== Sayfa Alıntısı ==
Ana içeriğe atla

Bilgi çağında otomasyon devrimi

Sanayi devrimi başladığında üretim ağırlıklı olarak el emeğine dayanmaktaydı. Önce değişik tipteki motorların icat edilmesi, sonrasında bu motorların yardımı ile üretimin maliyetinin büyük oranda düşmesi ile dünyada sosyal, kültürel, siyasi ve ekonomik alanda büyük değişimler meydana geldi. Bu değişimlerin somut halini fabrikalarda gördük. Fabrikaya giren hammadde makinalar yardımı ile ürüne dönüşüyordu. Yirminci yüzyıl boyunca fabrikalardaki bu süreçlerde insan emeği karşılığı ödenen ücretin toplam maliyet içindeki payı otomasyon ile her geçen sene biraz daha azaldı. Artık içeceklerimiz kocaman fabrikalarda otomasyonun verdiği olanaklarla birkaç kişi tarafından üretiliyor. Arabalar robotlar tarafından monte edilip üretim hattında ilerliyorlar.
 Bütün bu değişimin benzerinin bilgi çağında da yaşandığını görmekteyiz. 1950 li yıllardan itibaren motorlara benzer şekilde ortaya çıkan bilgisayarlar, bilgi üretimi alanında insan emeğinin her geçen yıl daha da azaldığını gördüğümüz bir sürecin içerisinde ilerliyor. Bilgi devriminin somut hali olan Bilgi Teknolojileri veya Bilişim Şirketlerinin, veriyi hammadde olarak aldığı ve bilgisayarlar yardımı ile ürüne dönüştürdüğü bir dönemin içerisindeyiz. Veriyi işleyen teknoloji şirketlerinin artan rekabet ile maliyetleri azaltmak, yeni ürünler çıkartmak için sanayi devrimindeki sürece benzer olarak otomasyona daha fazla yer verdiğini de görmekteyiz.

== Verilen Görev A ==
Otomasyon yazısından "Ana içeriğe atla" sözlerinin geçtiği yerden başlayan ve "üretim hattında ilerliyorlar." sözleriyle biten bölümü aynen aktarınız.
== Verilen Görev B ==
Otomasyon yazısına göre Bilgi Teknolojileri veya Bilişim Şirketleri hammadde olarak neyi almaktadır?
== Verilen Görev C ==
Aşağıdaki ifadelerin otomasyon yazısıyla uyuşup uyuşmadığını belirtiniz ve her biri için yazıdaki belirleyici sözleri alıntılayınız.
(i) Sanayi devrimi başladığında üretim ağırlıklı olarak makinelere dayanıyordu.
(ii) Arabalar robotlar tarafından monte edilmektedir.
(iii) İçecekler kalabalık işçi gruplarınca üretilmektedir.

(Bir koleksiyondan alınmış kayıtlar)

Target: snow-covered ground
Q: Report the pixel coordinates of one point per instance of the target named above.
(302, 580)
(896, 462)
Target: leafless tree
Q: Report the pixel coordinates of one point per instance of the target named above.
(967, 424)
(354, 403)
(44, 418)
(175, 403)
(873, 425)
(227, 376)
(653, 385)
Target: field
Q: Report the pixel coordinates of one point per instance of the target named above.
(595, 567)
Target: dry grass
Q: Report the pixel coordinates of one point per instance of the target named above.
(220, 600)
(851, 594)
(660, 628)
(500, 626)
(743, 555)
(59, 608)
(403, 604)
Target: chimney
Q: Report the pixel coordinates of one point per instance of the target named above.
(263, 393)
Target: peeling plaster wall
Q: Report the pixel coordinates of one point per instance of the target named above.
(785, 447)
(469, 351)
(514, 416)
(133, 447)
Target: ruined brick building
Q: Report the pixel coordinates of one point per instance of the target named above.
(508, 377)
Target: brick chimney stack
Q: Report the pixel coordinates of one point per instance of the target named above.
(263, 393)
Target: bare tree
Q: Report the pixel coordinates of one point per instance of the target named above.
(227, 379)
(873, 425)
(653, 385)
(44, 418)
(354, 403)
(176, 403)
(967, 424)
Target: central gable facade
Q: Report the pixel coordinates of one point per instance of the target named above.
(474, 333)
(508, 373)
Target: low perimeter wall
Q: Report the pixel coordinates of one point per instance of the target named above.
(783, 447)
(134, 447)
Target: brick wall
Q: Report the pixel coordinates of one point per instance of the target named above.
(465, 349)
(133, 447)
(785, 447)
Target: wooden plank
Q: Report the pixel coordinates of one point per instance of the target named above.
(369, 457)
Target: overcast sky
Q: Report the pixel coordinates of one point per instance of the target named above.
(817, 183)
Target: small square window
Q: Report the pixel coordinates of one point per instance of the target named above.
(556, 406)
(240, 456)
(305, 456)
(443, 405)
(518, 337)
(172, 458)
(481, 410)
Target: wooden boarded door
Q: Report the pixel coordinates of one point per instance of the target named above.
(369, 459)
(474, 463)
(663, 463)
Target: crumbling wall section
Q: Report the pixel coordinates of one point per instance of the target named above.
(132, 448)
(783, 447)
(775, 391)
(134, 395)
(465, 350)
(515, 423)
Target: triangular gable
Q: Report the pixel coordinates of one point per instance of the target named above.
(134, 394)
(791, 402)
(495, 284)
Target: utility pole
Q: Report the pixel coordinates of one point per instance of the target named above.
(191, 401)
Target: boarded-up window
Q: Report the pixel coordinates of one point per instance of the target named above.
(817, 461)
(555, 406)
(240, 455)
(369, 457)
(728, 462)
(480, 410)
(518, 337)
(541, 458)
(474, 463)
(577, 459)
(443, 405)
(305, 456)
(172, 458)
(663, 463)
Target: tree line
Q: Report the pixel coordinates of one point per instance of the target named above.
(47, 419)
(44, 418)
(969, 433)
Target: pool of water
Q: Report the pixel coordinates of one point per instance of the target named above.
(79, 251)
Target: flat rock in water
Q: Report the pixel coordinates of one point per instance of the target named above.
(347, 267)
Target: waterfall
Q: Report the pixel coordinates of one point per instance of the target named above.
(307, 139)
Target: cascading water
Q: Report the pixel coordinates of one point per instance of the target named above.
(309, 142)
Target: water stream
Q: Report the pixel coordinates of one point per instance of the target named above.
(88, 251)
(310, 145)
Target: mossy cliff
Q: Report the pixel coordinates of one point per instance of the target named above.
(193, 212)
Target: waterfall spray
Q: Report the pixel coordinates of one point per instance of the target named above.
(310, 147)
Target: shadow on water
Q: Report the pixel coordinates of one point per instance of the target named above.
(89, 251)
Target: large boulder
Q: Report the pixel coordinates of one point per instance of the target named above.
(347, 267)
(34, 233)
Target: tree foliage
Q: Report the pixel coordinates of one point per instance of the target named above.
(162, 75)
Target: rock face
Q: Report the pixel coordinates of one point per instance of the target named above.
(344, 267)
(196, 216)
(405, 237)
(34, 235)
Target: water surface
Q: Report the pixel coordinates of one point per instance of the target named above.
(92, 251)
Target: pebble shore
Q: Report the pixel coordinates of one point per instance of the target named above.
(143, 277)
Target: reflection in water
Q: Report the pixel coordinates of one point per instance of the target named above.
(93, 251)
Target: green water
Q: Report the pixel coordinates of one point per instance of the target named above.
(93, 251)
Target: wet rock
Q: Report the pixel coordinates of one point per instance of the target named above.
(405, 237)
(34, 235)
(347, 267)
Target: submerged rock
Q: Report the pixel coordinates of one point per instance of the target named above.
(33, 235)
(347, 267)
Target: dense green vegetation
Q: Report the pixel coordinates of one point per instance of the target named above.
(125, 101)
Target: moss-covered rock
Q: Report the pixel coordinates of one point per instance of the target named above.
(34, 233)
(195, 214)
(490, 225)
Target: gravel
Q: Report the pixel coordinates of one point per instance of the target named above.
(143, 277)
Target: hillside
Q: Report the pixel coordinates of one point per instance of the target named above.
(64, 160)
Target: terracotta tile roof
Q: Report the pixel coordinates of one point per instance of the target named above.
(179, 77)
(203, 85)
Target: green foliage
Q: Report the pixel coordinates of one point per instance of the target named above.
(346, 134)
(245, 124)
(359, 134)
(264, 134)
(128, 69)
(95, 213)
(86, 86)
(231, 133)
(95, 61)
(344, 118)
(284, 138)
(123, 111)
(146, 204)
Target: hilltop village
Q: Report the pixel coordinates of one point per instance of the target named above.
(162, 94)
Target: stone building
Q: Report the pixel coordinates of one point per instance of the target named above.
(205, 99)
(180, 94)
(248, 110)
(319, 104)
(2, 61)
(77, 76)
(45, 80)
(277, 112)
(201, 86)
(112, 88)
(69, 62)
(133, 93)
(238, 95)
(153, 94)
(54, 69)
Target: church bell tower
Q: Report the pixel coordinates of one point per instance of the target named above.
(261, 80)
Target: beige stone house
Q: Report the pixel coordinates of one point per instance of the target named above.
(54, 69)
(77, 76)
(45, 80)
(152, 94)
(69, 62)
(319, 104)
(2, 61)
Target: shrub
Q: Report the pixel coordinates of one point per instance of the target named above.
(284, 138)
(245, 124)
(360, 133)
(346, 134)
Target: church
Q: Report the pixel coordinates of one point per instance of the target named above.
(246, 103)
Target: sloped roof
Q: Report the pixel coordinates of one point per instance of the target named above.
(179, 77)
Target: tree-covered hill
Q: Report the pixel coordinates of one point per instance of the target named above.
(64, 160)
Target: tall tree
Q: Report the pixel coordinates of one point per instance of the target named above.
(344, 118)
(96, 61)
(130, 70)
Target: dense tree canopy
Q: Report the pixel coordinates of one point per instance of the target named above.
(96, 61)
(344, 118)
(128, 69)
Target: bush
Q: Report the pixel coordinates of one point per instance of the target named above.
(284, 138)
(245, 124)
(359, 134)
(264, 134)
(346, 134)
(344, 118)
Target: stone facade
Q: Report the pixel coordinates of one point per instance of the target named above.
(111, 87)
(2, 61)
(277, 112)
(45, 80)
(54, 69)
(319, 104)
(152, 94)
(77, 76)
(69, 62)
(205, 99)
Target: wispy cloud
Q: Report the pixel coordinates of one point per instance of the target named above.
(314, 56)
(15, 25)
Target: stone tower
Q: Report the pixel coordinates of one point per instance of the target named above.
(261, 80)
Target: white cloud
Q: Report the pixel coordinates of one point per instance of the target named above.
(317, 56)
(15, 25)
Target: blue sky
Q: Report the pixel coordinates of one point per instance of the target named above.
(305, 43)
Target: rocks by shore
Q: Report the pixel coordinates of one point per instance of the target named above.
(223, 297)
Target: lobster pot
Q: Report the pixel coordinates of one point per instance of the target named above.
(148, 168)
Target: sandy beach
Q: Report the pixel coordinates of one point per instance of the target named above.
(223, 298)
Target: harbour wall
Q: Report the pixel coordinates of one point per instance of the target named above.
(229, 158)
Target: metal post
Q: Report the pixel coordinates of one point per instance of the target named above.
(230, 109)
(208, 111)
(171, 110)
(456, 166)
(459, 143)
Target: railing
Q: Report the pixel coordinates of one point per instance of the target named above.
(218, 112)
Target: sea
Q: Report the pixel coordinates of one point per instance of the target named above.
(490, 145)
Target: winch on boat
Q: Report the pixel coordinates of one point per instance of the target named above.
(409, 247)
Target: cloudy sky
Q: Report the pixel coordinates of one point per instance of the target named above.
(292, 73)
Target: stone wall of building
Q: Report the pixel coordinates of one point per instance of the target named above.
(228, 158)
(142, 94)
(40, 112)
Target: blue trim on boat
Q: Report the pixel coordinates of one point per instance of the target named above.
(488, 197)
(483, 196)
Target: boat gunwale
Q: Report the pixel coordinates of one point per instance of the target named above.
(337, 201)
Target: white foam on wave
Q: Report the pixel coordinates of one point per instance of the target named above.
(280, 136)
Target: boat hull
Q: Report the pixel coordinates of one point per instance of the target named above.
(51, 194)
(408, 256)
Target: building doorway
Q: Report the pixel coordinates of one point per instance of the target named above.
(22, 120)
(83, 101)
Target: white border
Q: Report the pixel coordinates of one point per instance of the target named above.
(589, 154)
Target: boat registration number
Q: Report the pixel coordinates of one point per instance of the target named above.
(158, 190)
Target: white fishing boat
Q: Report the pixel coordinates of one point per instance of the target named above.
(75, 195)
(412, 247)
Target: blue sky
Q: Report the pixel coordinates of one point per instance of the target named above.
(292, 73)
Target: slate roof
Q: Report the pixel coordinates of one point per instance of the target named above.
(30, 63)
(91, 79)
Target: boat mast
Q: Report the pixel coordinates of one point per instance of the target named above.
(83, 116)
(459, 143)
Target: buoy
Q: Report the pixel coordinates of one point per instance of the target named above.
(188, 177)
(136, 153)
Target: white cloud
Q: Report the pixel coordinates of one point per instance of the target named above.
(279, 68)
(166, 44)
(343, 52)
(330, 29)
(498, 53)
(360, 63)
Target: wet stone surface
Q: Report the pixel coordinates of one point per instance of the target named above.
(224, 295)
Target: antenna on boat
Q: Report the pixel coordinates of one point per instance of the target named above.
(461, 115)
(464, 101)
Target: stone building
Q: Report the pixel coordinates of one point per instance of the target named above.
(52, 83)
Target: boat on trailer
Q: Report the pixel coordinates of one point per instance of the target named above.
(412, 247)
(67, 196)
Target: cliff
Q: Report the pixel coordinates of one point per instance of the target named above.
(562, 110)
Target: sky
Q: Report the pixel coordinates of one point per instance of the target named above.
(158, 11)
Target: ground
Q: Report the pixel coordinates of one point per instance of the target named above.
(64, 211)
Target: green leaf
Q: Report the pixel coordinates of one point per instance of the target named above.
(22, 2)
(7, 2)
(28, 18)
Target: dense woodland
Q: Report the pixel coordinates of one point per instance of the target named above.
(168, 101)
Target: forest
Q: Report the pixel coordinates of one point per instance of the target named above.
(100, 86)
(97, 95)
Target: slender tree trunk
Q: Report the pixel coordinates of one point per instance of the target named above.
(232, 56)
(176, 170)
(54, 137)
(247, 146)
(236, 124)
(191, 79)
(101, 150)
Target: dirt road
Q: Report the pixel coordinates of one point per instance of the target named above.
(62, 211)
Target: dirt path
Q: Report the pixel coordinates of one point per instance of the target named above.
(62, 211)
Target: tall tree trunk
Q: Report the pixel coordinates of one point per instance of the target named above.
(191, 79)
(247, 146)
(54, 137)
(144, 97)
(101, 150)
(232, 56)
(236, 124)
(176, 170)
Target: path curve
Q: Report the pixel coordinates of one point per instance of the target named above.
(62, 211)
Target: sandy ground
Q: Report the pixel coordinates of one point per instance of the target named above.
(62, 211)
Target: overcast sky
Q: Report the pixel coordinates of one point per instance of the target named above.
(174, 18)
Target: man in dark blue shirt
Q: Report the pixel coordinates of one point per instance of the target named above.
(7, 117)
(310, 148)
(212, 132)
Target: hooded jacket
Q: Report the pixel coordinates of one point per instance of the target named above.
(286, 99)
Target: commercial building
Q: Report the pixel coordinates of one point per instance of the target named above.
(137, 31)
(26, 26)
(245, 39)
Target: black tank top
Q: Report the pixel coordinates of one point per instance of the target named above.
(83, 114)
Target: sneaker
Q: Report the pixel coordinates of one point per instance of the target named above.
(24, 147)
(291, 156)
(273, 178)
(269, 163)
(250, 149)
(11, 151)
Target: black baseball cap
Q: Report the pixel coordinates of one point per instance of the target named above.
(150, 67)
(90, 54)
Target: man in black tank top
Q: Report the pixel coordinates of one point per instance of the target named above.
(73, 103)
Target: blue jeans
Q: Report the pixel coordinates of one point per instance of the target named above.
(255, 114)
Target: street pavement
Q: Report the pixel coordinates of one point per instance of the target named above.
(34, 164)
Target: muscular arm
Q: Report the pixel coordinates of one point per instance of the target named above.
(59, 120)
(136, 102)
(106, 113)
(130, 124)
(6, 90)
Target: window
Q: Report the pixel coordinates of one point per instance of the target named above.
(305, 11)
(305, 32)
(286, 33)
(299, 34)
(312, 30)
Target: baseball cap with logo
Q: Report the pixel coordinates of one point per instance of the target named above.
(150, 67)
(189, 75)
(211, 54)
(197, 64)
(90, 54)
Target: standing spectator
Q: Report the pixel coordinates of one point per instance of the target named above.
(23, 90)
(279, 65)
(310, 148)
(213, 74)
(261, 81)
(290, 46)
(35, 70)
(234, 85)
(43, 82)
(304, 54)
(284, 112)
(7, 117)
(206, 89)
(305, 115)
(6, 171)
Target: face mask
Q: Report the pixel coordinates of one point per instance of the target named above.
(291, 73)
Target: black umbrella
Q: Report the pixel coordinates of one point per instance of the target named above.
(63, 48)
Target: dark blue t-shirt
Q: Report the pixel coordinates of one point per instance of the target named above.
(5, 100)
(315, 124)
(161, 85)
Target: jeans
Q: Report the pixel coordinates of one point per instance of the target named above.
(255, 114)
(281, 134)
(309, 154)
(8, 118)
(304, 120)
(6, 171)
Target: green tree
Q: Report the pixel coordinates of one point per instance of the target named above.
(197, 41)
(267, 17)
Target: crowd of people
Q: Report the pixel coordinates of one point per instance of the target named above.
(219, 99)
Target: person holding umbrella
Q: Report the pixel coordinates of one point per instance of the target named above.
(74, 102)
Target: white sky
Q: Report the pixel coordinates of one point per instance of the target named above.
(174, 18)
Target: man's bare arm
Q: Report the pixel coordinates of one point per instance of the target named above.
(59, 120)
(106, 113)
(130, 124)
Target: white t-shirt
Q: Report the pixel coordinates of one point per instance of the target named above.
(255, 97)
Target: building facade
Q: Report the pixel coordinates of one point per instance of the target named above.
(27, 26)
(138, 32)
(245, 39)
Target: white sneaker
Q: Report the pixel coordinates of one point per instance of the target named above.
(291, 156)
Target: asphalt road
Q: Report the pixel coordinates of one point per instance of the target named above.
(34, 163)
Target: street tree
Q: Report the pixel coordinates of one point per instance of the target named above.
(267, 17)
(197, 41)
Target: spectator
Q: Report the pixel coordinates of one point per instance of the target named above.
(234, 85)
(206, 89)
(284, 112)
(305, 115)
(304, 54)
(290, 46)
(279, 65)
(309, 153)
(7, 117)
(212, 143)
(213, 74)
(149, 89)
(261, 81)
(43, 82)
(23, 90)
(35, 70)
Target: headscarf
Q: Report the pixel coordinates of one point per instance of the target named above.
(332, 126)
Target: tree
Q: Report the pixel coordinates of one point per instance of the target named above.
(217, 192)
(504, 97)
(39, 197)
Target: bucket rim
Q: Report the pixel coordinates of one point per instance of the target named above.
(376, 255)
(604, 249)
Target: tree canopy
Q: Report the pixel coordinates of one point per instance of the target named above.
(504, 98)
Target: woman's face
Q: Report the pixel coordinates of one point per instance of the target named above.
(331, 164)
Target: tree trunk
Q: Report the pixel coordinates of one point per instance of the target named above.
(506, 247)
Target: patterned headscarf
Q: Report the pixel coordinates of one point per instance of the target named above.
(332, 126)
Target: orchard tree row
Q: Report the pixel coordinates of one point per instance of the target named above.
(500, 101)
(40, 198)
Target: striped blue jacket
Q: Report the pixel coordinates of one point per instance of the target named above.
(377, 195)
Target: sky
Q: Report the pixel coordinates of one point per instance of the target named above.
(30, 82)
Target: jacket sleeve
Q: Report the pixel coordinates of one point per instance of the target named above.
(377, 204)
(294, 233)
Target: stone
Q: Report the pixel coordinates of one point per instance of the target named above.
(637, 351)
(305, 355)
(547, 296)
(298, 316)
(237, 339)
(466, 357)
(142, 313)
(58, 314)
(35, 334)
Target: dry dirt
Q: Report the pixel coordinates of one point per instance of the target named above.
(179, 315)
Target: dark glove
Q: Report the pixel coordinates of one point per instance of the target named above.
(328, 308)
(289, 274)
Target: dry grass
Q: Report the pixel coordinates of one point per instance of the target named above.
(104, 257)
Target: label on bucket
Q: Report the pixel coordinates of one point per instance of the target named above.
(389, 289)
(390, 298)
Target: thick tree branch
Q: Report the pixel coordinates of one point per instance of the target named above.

== Tam Yanıt A ==
Ana içeriğe atla

Bilgi çağında otomasyon devrimi

Sanayi devrimi başladığında üretim ağırlıklı olarak el emeğine dayanmaktaydı. Önce değişik tipteki motorların icat edilmesi, sonrasında bu motorların yardımı ile üretimin maliyetinin büyük oranda düşmesi ile dünyada sosyal, kültürel, siyasi ve ekonomik alanda büyük değişimler meydana geldi. Bu değişimlerin somut halini fabrikalarda gördük. Fabrikaya giren hammadde makinalar yardımı ile ürüne dönüşüyordu. Yirminci yüzyıl boyunca fabrikalardaki bu süreçlerde insan emeği karşılığı ödenen ücretin toplam maliyet içindeki payı otomasyon ile her geçen sene biraz daha azaldı. Artık içeceklerimiz kocaman fabrikalarda otomasyonun verdiği olanaklarla birkaç kişi tarafından üretiliyor. Arabalar robotlar tarafından monte edilip üretim hattında ilerliyorlar.

== Tam Yanıt B ==
Veriyi hammadde olarak almaktadırlar.

== Tam Yanıt C ==
(i) Hayır: "üretim ağırlıklı olarak el emeğine dayanmaktaydı"
(ii) Evet: "Arabalar robotlar tarafından monte edilip üretim hattında ilerliyorlar"
(iii) Hayır: "Artık içeceklerimiz kocaman fabrikalarda otomasyonun verdiği olanaklarla birkaç kişi tarafından üretiliyor"